= Provided records =
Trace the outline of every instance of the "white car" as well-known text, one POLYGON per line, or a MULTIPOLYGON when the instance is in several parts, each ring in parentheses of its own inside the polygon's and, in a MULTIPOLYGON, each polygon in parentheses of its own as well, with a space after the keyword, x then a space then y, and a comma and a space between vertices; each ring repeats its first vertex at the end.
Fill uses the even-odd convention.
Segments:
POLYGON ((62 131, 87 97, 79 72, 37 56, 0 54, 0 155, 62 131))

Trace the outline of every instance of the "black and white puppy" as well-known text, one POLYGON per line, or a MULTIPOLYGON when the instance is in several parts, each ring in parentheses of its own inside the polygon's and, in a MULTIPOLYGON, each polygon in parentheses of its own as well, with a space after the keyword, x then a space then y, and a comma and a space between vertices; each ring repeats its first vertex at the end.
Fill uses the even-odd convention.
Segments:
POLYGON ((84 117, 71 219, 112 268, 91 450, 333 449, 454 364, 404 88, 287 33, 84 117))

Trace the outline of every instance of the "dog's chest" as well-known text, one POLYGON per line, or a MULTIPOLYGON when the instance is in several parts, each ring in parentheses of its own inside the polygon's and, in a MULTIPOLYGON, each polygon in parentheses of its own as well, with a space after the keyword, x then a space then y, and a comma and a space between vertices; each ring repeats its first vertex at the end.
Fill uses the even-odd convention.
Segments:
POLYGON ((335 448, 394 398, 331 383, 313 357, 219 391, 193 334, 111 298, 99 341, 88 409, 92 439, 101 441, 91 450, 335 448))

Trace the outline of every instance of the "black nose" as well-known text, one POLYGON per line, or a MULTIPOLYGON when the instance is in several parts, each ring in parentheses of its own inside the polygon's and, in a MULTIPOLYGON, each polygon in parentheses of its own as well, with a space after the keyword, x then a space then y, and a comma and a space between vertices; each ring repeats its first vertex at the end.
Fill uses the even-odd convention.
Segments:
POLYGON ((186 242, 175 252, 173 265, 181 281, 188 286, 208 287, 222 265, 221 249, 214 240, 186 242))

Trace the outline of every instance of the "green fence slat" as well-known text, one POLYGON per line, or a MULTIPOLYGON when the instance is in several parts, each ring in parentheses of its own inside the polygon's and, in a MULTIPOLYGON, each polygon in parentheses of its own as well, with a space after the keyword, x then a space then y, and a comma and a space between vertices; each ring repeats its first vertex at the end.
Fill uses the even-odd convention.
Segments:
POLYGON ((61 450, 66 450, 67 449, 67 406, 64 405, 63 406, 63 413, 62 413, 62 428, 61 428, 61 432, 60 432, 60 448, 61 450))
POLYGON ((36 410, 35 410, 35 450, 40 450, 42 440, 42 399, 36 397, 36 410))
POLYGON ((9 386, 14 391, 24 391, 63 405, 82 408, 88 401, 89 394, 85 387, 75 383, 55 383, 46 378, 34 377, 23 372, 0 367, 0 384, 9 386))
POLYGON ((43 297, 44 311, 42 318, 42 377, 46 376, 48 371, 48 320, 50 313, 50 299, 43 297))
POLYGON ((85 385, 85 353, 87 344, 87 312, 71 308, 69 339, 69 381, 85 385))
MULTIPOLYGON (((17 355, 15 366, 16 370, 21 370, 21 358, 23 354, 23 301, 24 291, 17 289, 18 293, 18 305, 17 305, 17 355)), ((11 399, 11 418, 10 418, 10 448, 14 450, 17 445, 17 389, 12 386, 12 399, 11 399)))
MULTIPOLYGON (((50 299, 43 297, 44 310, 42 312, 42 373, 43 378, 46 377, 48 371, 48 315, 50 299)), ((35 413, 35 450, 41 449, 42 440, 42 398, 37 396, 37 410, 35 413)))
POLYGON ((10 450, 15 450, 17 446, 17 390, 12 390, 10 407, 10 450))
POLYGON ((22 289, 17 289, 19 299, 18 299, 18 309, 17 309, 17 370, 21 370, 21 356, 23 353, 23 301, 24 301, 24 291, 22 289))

= Activity =
Would you retype the records above without changing a word?

= Result =
Trace the outline of every instance of the "white car" as well-known text, one POLYGON per line, or a MULTIPOLYGON when the instance is in several parts, each ring in parentheses of its own inside the polygon's and, in a MULTIPOLYGON, each polygon in parentheses of its own as well, with a space after the keyword, x then a space then y, and a comma and a space between vertices; each ring repeats its first vertex at the end.
Fill uses the even-odd convention.
Segments:
POLYGON ((62 131, 87 97, 79 72, 37 56, 0 54, 0 155, 62 131))

Trace the outline of every instance of the "black and white puppy" as well-known text, one POLYGON per line, or a MULTIPOLYGON when the instance is in several parts, each ring in parentheses of its own inside the polygon's and, in a MULTIPOLYGON, each polygon in parentheses of its own as well, with a space after the keyword, x then a space then y, and a comma and a space between vertices; each ring repeats its first vertex at the end.
Fill uses the even-odd convention.
Segments:
POLYGON ((84 117, 71 219, 112 268, 91 450, 333 449, 454 364, 404 88, 287 33, 84 117))

Trace the outline of every instance of the "dog's chest" as well-known text, one POLYGON per line, or a MULTIPOLYGON when the instance is in several parts, each ring in parentheses of its own inside the polygon's and, in a MULTIPOLYGON, each polygon in parentheses of its own as well, with a space after the keyword, x then a space then y, and a comma and a space between vertices; each ring repeats its first vertex at the end.
Fill uses the even-odd convention.
Segments:
POLYGON ((335 448, 394 398, 331 383, 313 357, 219 391, 193 334, 111 298, 99 341, 88 409, 92 439, 101 441, 91 450, 335 448))

Trace the outline of every instance of the "black nose" as well-known text, one POLYGON per line, or a MULTIPOLYGON when the instance is in several parts, each ring in parentheses of its own inside the polygon's and, in a MULTIPOLYGON, each polygon in parentheses of its own as well, with a space after the keyword, x then a space then y, and a comma and a space between vertices; each ring repeats its first vertex at the end.
Fill uses the even-odd convention.
Segments:
POLYGON ((186 242, 175 252, 173 265, 181 281, 188 286, 208 287, 222 265, 221 249, 214 240, 186 242))

Trace the outline of every instance of the "green fence slat" as well-known text, one POLYGON per line, or a MULTIPOLYGON when the instance is in several parts, each ring in parentheses of its own inside the polygon's and, in a MULTIPOLYGON, each polygon in parentheses of its own as well, with a space after the keyword, x then a space then y, and a comma and a space between vertices; each ring repeats its first vertex at the end.
Fill uses the even-odd convention.
Segments:
POLYGON ((61 450, 66 450, 67 449, 67 406, 64 405, 63 406, 63 413, 62 413, 62 428, 61 428, 61 432, 60 432, 60 448, 61 450))
POLYGON ((36 410, 35 410, 35 450, 40 450, 42 440, 42 399, 36 397, 36 410))
POLYGON ((9 386, 14 391, 24 391, 63 405, 82 408, 88 401, 89 394, 85 387, 75 383, 55 383, 46 378, 34 377, 23 372, 0 367, 0 384, 9 386))
POLYGON ((43 297, 44 311, 42 318, 42 377, 46 376, 48 371, 48 320, 50 313, 50 299, 43 297))
POLYGON ((85 385, 85 353, 87 344, 87 312, 71 308, 69 339, 69 381, 85 385))
MULTIPOLYGON (((17 355, 15 366, 16 370, 21 370, 21 358, 23 354, 23 301, 24 291, 17 289, 18 293, 18 305, 17 305, 17 355)), ((11 399, 11 418, 10 418, 10 448, 14 450, 17 445, 17 389, 12 386, 12 399, 11 399)))
MULTIPOLYGON (((50 299, 43 297, 44 310, 42 312, 42 373, 43 378, 46 377, 48 371, 48 315, 50 299)), ((35 413, 35 450, 41 449, 42 440, 42 398, 37 396, 37 410, 35 413)))
POLYGON ((10 450, 15 450, 17 446, 17 390, 12 390, 10 407, 10 450))
POLYGON ((22 289, 17 289, 19 299, 18 299, 18 309, 17 309, 17 370, 21 370, 21 356, 23 353, 23 301, 24 301, 24 291, 22 289))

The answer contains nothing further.